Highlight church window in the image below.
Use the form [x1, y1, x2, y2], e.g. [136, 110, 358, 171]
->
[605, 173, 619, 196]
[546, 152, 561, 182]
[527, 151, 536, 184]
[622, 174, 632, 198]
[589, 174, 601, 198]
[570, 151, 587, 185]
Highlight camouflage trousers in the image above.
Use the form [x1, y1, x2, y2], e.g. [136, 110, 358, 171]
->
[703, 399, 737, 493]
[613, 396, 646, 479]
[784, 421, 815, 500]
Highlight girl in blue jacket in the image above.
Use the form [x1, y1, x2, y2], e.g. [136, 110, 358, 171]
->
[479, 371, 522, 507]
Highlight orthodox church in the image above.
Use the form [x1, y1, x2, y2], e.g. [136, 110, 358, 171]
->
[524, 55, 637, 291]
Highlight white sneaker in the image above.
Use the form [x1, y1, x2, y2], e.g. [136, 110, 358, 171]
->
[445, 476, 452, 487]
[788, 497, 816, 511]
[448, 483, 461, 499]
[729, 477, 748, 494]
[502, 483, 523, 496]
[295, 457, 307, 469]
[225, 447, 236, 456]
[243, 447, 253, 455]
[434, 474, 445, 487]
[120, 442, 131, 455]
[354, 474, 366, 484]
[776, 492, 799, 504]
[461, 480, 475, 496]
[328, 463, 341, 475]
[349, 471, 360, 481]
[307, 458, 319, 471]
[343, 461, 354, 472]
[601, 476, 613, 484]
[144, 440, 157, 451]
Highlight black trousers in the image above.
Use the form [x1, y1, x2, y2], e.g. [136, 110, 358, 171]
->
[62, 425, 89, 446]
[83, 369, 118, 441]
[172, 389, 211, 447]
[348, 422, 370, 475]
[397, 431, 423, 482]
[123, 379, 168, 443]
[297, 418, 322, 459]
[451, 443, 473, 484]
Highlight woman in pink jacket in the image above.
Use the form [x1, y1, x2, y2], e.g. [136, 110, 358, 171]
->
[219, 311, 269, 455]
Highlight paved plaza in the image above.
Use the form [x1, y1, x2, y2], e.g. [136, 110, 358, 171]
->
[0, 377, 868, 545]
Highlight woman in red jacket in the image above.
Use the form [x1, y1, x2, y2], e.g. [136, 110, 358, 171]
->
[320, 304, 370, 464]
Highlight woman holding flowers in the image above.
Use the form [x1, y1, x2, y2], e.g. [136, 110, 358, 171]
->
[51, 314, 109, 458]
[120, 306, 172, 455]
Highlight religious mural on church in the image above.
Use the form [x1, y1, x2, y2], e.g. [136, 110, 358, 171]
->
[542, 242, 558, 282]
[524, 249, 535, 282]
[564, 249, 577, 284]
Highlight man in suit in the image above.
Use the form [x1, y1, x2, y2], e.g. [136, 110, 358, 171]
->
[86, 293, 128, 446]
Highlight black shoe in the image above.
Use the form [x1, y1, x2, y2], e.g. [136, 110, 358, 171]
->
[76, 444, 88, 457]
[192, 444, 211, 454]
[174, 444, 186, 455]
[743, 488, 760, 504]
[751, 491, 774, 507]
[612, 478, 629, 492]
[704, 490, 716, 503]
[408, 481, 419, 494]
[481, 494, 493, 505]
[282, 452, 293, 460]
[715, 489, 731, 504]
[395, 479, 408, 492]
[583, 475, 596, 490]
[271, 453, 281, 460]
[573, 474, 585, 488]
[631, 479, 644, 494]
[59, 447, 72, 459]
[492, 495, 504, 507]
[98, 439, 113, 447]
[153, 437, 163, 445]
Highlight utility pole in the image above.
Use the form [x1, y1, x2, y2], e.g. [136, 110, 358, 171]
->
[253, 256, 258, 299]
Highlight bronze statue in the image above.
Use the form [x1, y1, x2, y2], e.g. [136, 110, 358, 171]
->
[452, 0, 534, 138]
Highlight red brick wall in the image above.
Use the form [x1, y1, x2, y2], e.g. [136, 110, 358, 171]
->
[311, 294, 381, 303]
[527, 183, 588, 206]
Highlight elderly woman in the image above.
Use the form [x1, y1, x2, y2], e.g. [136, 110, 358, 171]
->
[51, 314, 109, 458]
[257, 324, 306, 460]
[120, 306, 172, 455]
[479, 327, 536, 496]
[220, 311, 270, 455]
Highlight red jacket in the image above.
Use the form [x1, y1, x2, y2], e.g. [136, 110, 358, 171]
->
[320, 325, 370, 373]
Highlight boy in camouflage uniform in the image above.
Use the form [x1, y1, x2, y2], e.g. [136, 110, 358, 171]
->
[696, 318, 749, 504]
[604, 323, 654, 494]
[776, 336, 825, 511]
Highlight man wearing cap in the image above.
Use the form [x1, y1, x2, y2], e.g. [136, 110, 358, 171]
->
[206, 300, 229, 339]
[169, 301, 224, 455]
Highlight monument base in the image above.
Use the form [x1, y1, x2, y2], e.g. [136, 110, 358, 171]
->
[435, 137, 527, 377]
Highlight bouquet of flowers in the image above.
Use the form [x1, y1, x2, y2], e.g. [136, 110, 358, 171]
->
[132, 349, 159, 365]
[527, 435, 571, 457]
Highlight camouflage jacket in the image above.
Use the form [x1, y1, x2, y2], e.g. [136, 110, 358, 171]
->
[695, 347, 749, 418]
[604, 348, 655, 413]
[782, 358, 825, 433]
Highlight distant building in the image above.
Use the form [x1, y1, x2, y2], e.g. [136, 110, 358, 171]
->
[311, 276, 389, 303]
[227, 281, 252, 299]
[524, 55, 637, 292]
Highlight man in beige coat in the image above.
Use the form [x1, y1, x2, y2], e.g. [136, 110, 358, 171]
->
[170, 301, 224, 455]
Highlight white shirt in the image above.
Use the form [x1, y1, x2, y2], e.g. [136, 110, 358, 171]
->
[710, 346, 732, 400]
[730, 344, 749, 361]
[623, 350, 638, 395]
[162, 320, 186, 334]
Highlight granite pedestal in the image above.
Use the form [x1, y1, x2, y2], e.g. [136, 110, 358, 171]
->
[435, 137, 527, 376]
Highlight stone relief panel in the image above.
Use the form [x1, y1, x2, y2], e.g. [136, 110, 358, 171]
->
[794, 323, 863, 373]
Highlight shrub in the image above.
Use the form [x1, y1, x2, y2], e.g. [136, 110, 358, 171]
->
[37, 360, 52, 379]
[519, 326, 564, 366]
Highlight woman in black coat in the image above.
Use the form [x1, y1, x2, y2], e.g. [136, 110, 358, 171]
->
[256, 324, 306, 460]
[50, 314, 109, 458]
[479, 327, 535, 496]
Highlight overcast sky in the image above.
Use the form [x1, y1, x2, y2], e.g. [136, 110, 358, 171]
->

EXERCISE BRIEF:
Track down every line of the material containing the string "flowers", and copy it.

RESPONSE BOX:
Highlight woman holding flowers in the image above.
Highlight bouquet of flowers in the image above.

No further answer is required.